### Aim
Retype every one of the rows below word for word, leaving the pictures out of your copy.

Image segmentation entries:
========
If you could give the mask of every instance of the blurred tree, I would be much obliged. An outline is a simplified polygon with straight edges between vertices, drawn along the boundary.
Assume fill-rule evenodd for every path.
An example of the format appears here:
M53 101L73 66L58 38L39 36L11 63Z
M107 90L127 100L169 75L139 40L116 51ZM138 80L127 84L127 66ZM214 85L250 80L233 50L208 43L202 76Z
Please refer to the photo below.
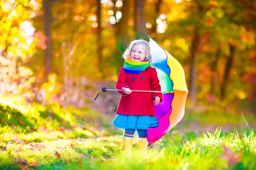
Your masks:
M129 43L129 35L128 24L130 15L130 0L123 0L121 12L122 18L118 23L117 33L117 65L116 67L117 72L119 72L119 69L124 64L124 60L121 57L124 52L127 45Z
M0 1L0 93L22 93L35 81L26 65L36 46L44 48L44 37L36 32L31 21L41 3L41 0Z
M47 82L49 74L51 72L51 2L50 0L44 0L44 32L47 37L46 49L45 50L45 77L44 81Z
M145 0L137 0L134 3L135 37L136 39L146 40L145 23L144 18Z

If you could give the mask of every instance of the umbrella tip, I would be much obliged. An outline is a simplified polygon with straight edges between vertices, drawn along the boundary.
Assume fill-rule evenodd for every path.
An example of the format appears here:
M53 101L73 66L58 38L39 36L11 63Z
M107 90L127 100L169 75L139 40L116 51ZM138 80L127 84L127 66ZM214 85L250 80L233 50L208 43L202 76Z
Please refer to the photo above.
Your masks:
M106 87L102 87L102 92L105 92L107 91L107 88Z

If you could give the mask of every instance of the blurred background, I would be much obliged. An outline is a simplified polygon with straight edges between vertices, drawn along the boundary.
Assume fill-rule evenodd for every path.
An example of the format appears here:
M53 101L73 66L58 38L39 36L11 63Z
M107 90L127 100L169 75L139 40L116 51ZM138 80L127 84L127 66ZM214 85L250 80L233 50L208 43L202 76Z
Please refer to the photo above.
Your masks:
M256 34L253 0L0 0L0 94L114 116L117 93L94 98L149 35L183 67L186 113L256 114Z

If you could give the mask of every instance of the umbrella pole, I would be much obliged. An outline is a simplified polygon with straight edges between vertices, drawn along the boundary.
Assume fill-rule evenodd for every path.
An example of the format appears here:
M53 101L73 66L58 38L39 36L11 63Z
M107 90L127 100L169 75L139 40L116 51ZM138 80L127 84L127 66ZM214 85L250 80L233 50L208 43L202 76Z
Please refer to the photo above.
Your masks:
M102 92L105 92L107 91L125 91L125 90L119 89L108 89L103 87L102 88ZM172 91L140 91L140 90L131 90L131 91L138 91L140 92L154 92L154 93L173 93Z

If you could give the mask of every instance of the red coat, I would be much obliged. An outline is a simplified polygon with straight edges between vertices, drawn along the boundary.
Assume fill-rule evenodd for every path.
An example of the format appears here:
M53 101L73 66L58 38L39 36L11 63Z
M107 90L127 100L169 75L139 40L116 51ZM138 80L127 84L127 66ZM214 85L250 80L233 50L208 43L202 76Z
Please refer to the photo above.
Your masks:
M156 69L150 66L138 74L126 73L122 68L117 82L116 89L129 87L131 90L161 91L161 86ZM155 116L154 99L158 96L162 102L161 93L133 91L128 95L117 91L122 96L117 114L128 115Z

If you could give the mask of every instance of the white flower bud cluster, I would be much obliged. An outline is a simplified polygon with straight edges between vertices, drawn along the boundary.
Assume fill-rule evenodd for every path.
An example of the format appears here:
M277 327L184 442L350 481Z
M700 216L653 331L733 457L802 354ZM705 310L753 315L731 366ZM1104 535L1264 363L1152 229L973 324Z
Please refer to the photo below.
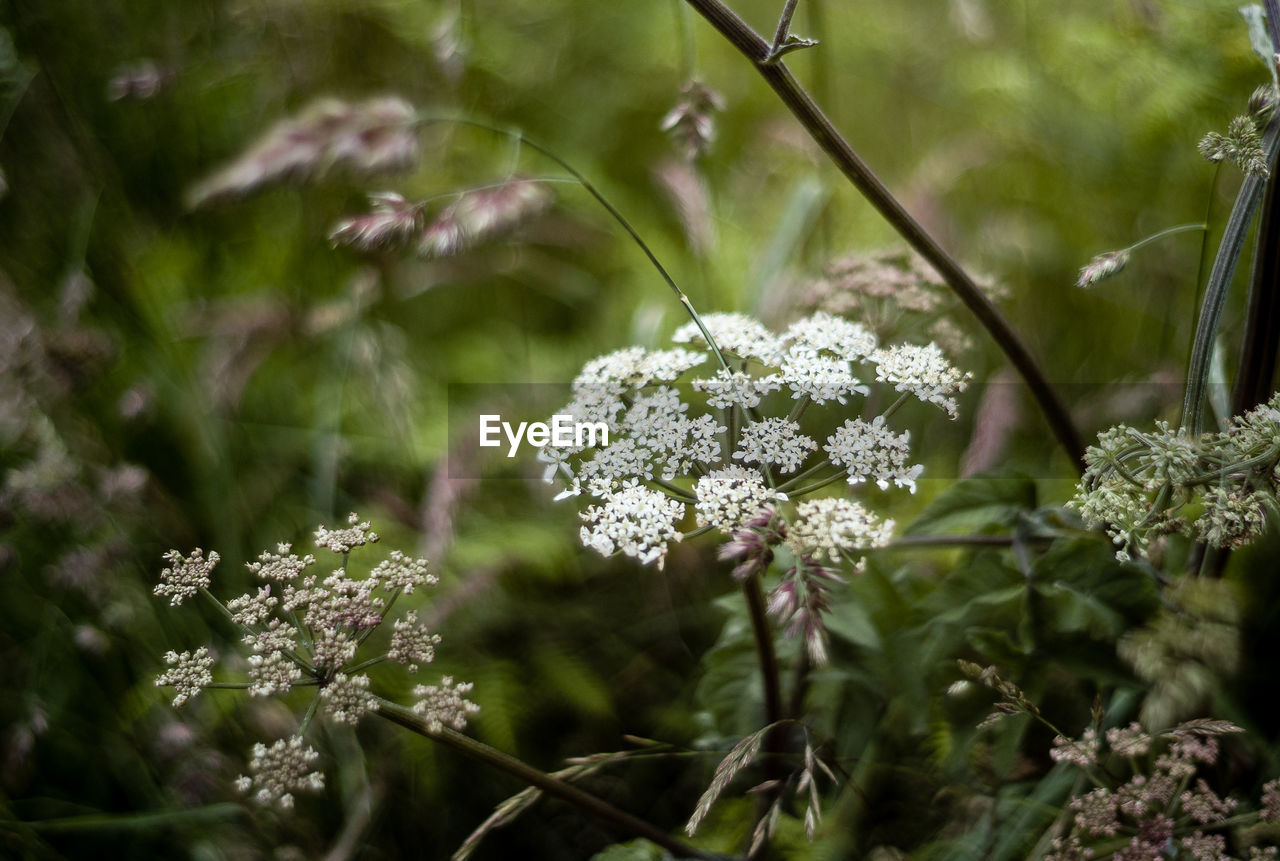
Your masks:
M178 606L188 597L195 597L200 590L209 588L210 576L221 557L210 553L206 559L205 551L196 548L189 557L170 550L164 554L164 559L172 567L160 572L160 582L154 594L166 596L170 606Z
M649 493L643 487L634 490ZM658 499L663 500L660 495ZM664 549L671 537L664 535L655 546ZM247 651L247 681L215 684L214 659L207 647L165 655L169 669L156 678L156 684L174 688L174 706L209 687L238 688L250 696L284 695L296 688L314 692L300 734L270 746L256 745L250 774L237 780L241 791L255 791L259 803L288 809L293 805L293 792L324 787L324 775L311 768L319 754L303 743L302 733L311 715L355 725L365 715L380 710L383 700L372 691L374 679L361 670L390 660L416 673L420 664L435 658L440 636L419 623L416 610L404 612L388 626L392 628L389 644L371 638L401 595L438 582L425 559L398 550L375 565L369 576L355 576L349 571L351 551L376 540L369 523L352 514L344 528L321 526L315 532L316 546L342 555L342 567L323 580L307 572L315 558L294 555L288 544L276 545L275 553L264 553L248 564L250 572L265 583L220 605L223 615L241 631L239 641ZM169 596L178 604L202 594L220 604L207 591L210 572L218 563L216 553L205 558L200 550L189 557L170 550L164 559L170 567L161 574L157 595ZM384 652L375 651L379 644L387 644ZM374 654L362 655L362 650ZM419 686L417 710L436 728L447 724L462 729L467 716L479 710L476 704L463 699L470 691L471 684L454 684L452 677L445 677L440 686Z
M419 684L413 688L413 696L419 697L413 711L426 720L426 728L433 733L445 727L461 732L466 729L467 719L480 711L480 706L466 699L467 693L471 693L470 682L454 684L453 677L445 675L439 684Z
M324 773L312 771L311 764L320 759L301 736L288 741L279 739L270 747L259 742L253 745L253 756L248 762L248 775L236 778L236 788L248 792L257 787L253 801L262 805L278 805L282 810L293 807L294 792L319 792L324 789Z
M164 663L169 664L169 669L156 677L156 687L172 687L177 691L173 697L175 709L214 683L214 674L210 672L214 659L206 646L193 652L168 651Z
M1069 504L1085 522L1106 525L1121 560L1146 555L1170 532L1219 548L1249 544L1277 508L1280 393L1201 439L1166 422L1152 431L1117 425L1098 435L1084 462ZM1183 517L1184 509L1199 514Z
========
### Response to this exercise
If you could give the mask of every instance of the blurred tree, I would be much obliged. An outline is a simplified polygon with straight edges between vertices, drawn along the boundary.
Assume fill-rule evenodd for every path.
An example of the format appears here:
M53 101L73 66L58 38L39 36L11 63Z
M107 90L127 100L169 75L139 40L116 51ZM138 80L127 84L127 66ZM214 85L250 80L233 50L208 43L202 76Z
Please refer to the photo below.
Your masks:
M129 43L129 35L128 24L130 15L130 0L123 0L121 12L122 18L118 23L117 33L117 65L116 67L117 72L119 72L119 69L124 64L124 60L121 57L124 52L127 45Z
M0 1L0 93L22 93L35 81L26 65L36 46L44 48L44 37L36 32L31 21L41 3L41 0Z
M47 82L49 74L51 72L51 2L50 0L44 0L44 32L47 37L46 49L45 50L45 77L44 81Z
M145 0L137 0L134 3L135 37L136 39L146 40L145 23L144 18Z

If you could give the mask of every instance of the umbrella tip, I would be much obliged. An outline is a simplified polygon with straight edges between vertices, drawn along the boundary.
Assume fill-rule evenodd for every path.
An example of the format appears here:
M53 101L73 66L58 38L39 36L11 63Z
M107 90L127 100L169 75L139 40L116 51ZM138 80L127 84L127 66ZM214 85L250 80L233 50L208 43L202 76Z
Please refer to the photo above.
Your masks:
M106 87L102 87L102 92L105 92L107 91L107 88Z

If you could give the mask of every instance of the blurred background, I would be much obliged. An outline is a simplified polygon with straight edges between vertices, drawn along the boundary.
Assume fill-rule evenodd for every path.
An example of the format appears here:
M53 101L73 66L58 38L39 36L11 63Z
M107 90L127 100L169 75L139 40L116 51ZM138 80L127 84L127 66ZM214 85L250 80L233 50L208 43L202 76Z
Please refer to the photo above.
Your masks:
M256 34L253 0L0 0L0 94L114 116L117 93L94 98L149 35L183 67L186 113L256 114Z

If you could give the mask of every instance of the umbrella pole, I would be much obliged. An outline is a simplified polygon with straight edges between vertices, drawn along the boundary.
Assume fill-rule evenodd for every path.
An example of the format appears here:
M53 101L73 66L58 38L39 36L11 63Z
M107 90L127 100L169 75L139 40L116 51ZM138 80L127 84L127 66ZM214 85L250 80L233 50L208 43L202 76Z
Please refer to the photo above.
Your masks:
M102 92L105 92L107 91L125 91L125 90L119 89L108 89L103 87L102 88ZM172 91L140 91L140 90L131 90L131 91L138 91L140 92L154 92L154 93L173 93Z

If you could give the mask of every instance of the red coat, I would be much obliged. An outline is a simplified polygon with straight edges between vertices, drawn along the boundary.
Assume fill-rule evenodd for every path.
An example of the format appears here:
M53 101L73 66L58 38L39 36L11 63Z
M107 90L127 100L169 75L139 40L116 51ZM138 80L127 84L127 66ZM214 85L250 80L233 50L208 43L202 76Z
Please refer to the photo above.
Your masks:
M156 69L150 66L138 74L126 73L122 68L117 82L116 89L129 87L131 90L161 91L161 86ZM155 116L154 99L158 96L162 102L161 93L133 91L128 95L117 91L122 96L117 114L128 115Z

If you could give the mask of every instance of the white flower bud cluster, I would be much obliged. An outline is a simplified polygon with straight edges between vertices, drawn along the boundary.
Assume fill-rule evenodd for every path.
An example of the format appears here:
M277 327L184 442L350 481Z
M700 216L653 331L733 457L802 354ZM705 310L753 315L731 366ZM1104 535L1264 363L1152 229L973 324Z
Please refer to the photo below.
Your masks:
M178 606L188 597L195 597L200 590L209 588L210 576L221 557L210 553L206 559L205 551L196 548L189 557L170 550L164 554L164 559L172 567L160 572L160 582L154 594L166 596L170 606Z
M649 493L643 487L634 490ZM658 499L663 500L660 495ZM664 549L671 537L664 535L655 546ZM247 651L247 681L215 684L214 659L207 647L165 655L169 669L156 678L156 684L174 688L174 706L209 687L238 688L250 696L284 695L296 688L314 692L300 734L270 746L256 745L250 774L237 780L241 791L255 791L259 803L288 809L293 805L293 792L324 787L324 775L311 768L319 754L303 743L302 733L311 715L355 725L365 715L380 710L383 700L372 691L374 679L361 670L390 660L416 673L420 664L435 658L440 636L419 623L416 610L404 612L388 626L392 628L389 644L371 638L401 595L438 582L425 559L398 550L375 565L369 576L355 576L349 571L351 551L376 540L369 523L352 514L344 528L321 526L315 532L316 546L342 555L342 567L323 580L307 572L315 558L294 555L288 544L276 545L275 553L264 553L248 564L250 572L265 583L220 605L223 615L241 631L239 641ZM169 596L178 604L202 594L220 604L207 591L210 572L218 563L216 553L205 558L200 550L189 557L170 550L164 559L170 567L161 574L157 595ZM384 652L375 651L379 644L387 644ZM374 654L362 655L362 650ZM419 686L417 710L436 728L447 724L462 729L467 716L479 710L476 704L463 699L470 691L471 684L454 684L452 677L445 677L440 686Z
M419 684L413 688L413 696L419 697L413 711L426 720L426 728L433 733L445 727L461 732L466 729L467 719L480 711L480 706L466 699L467 693L471 693L470 682L454 684L453 677L445 675L439 684Z
M324 773L312 771L311 764L320 759L301 736L288 741L279 739L270 747L259 742L253 745L253 756L248 762L248 775L236 778L236 788L248 792L257 787L253 801L262 805L278 805L282 810L293 807L294 792L319 792L324 789Z
M164 663L169 664L169 669L156 677L156 687L172 687L177 691L173 697L175 709L214 683L214 674L210 672L214 659L206 646L193 652L168 651Z
M1069 504L1085 522L1106 525L1121 560L1146 555L1170 532L1219 548L1249 544L1277 508L1280 393L1201 439L1166 422L1152 431L1117 425L1098 435L1084 462ZM1183 517L1184 509L1199 514Z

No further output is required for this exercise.